WHAT YOU WILL DO: Your task is to print each record exactly as it reads.
=-=-=
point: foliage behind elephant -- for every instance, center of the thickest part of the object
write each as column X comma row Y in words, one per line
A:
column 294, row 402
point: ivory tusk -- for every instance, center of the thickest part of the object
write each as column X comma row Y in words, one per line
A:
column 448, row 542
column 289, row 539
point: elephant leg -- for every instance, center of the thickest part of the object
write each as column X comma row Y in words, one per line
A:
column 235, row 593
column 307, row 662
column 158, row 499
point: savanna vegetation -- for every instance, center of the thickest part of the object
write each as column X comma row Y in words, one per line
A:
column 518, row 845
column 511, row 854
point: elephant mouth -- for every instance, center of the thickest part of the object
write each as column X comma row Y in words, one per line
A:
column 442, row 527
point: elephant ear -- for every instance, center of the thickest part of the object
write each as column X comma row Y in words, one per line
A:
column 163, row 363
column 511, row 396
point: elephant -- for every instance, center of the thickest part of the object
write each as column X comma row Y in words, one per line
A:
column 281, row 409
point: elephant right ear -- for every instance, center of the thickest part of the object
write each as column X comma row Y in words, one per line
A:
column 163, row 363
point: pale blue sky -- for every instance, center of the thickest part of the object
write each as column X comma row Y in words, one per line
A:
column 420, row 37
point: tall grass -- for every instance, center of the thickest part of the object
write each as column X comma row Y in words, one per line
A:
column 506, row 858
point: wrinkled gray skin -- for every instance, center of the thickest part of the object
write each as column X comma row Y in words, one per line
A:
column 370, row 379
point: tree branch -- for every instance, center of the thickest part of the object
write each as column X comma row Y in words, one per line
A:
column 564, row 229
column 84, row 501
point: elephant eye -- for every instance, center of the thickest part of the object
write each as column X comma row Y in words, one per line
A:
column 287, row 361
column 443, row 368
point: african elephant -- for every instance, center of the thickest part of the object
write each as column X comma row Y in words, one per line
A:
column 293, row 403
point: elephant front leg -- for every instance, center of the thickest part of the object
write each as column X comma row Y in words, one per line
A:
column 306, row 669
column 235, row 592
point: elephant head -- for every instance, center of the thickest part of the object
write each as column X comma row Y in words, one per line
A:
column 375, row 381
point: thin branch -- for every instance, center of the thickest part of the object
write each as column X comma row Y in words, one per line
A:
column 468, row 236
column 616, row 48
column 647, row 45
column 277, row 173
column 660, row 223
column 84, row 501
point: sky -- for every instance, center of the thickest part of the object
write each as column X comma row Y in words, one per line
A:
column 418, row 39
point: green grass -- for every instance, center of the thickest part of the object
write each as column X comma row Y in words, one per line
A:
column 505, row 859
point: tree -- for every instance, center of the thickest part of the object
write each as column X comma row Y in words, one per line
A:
=-=-=
ANSWER SPACE:
point: foliage behind elephant -- for every instance, center of the thickest part of the object
write each as column X comma row Y in words, one per line
A:
column 294, row 402
point: ivory tusk -- for every instance, center of the thickest part of the object
write each as column X comma row Y in words, one per line
A:
column 448, row 542
column 289, row 539
point: elephant leg -- for every instance, center of the thickest part of the object
write each as column X comma row Y in words, one per line
A:
column 235, row 593
column 307, row 662
column 158, row 499
point: savanna vegetation -- for every instance, center of the thickest part of the object
write each as column X comma row Y in words, one per line
A:
column 518, row 845
column 511, row 854
point: elephant mouth -- for every instance, center of the thickest part of the object
write each as column X comma row Y in words, one per line
A:
column 442, row 527
point: elephant ear -- for every instance, center of the thickest part of the object
write each as column X comma row Y in words, one per line
A:
column 163, row 363
column 511, row 396
point: elephant -- for every instance, center of the thickest part of the object
write each as column X comma row Y in words, one per line
A:
column 281, row 409
point: elephant right ear -- for every instance, center of the thickest part of the object
write each as column X comma row Y in words, one per line
A:
column 163, row 363
point: pale blue sky -- for every instance, center of the thickest part of the object
write each as column X comma row Y in words, one per line
A:
column 420, row 37
point: tall grass -- for every instance, center of the thickest part of the object
write each as column X comma row Y in words, one per line
A:
column 506, row 858
point: wrinkled gray skin -- for every instance, center of the thickest part of the object
write each as column X comma row Y in words, one per line
A:
column 370, row 379
point: tree branch -- for every instance, center of the thickest part of the object
write each as column X comma row Y in words, one per line
A:
column 564, row 229
column 84, row 501
point: elephant eye -- for every instance, center of the thickest part of the object
write each as column X comma row Y in words, one per line
A:
column 287, row 361
column 443, row 368
point: african elephant -- for every instance, center of the thickest part of the object
write each as column X comma row Y in words, one per line
A:
column 293, row 403
point: elephant front leg -- for every instance, center of the thickest part of the object
write each as column X comma row Y in words, one per line
A:
column 306, row 669
column 235, row 592
point: elephant head -- for every instance, center of the thickest part of the object
write each as column X comma row Y in words, one per line
A:
column 375, row 381
point: thin branch -- for every instance, center of the thickest part of the object
write each as column X comma row Y in words, one per line
A:
column 468, row 236
column 616, row 48
column 647, row 45
column 277, row 173
column 660, row 223
column 84, row 501
point: sky -- for every instance, center of the thickest part of the object
write each as column X comma row Y in words, one per line
A:
column 418, row 39
point: green grass -- for every instance, center of the thickest part of the object
write each as column X comma row Y in words, one per line
A:
column 505, row 859
point: tree -- for every instance, center of the thickest part of the object
write each as column X comma row Y in words, one per line
A:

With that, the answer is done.